**Questions to answer**
• a. Translate this sentence from the Panke passage below into Spanish: "Turned out I’d struck a goldmine."
• b. According to the Panke passage below, Buch is the end station of which line?
• c. List every running surface that the Panke passage below names as one to spend less time on.

**Source passage**

──────────

For about a decade, Buch was just a vaguely evocative Endstation of the S2 to me. Though I knew the mysterious village was probably prosaic and boring (spoiler alert: it is, though its surrounding areas aren’t), the name suggested something mythical and magical.

Anyway, one day trying out a new variation back from my Mauerweg-Lübars route, I ended up on a piece of the shallow-flowing Panke I’d never seen before. My curiosity piqued, I hopped on a map tool to see how far northeast past my standard running routes in Wedding you could trace a logical line along the little creek. Turned out I’d struck a goldmine.

The Panke… where does it start? Where does it end? Why does it sometimes smell so funky?

Basically, there are three features that generally attract me when innovating a new running or hiking route in Berlin: waterways, greenbelts and unpaved paths. Oh, and proximity to good coffee. But the unpaved path thing is huge—when you’re training at volume and trying to avoid injury, the more time you can spend off cement, asphalt, stone and the like, the better.

──────────

**Source material**
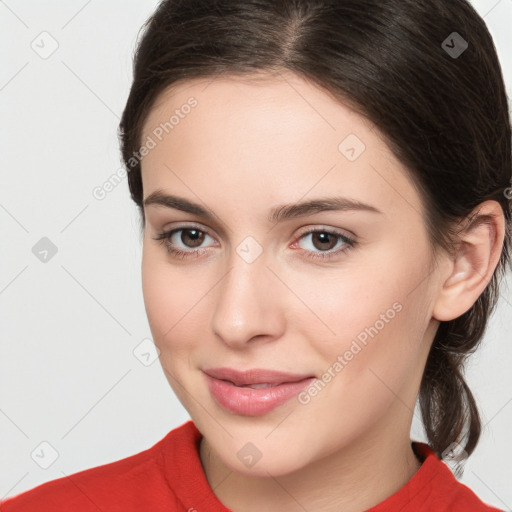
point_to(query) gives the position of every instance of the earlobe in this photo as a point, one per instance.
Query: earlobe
(473, 264)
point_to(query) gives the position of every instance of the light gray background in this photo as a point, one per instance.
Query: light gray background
(69, 326)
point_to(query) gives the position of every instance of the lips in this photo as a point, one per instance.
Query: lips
(253, 392)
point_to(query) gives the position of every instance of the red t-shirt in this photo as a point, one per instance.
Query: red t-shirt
(169, 477)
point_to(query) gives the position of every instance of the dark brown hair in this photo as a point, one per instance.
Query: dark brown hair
(441, 107)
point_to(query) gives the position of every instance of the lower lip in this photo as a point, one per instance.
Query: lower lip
(250, 401)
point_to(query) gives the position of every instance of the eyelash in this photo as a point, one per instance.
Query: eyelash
(164, 239)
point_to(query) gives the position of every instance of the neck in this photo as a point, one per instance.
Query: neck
(354, 478)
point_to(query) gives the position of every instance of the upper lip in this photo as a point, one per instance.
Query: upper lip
(254, 376)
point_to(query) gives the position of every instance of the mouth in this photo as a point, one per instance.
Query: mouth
(253, 392)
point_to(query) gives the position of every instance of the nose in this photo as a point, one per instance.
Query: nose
(247, 307)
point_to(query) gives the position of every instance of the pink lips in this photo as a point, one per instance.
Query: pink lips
(232, 390)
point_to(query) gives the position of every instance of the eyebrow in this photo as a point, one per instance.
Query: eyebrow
(277, 214)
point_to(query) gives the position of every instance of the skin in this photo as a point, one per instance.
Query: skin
(248, 146)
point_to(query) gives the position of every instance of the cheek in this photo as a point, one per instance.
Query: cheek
(174, 299)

──────────

**Outputs for the tasks**
• a. Resultó que había dado con una mina de oro.

• b. The S2.

• c. Cement, asphalt, stone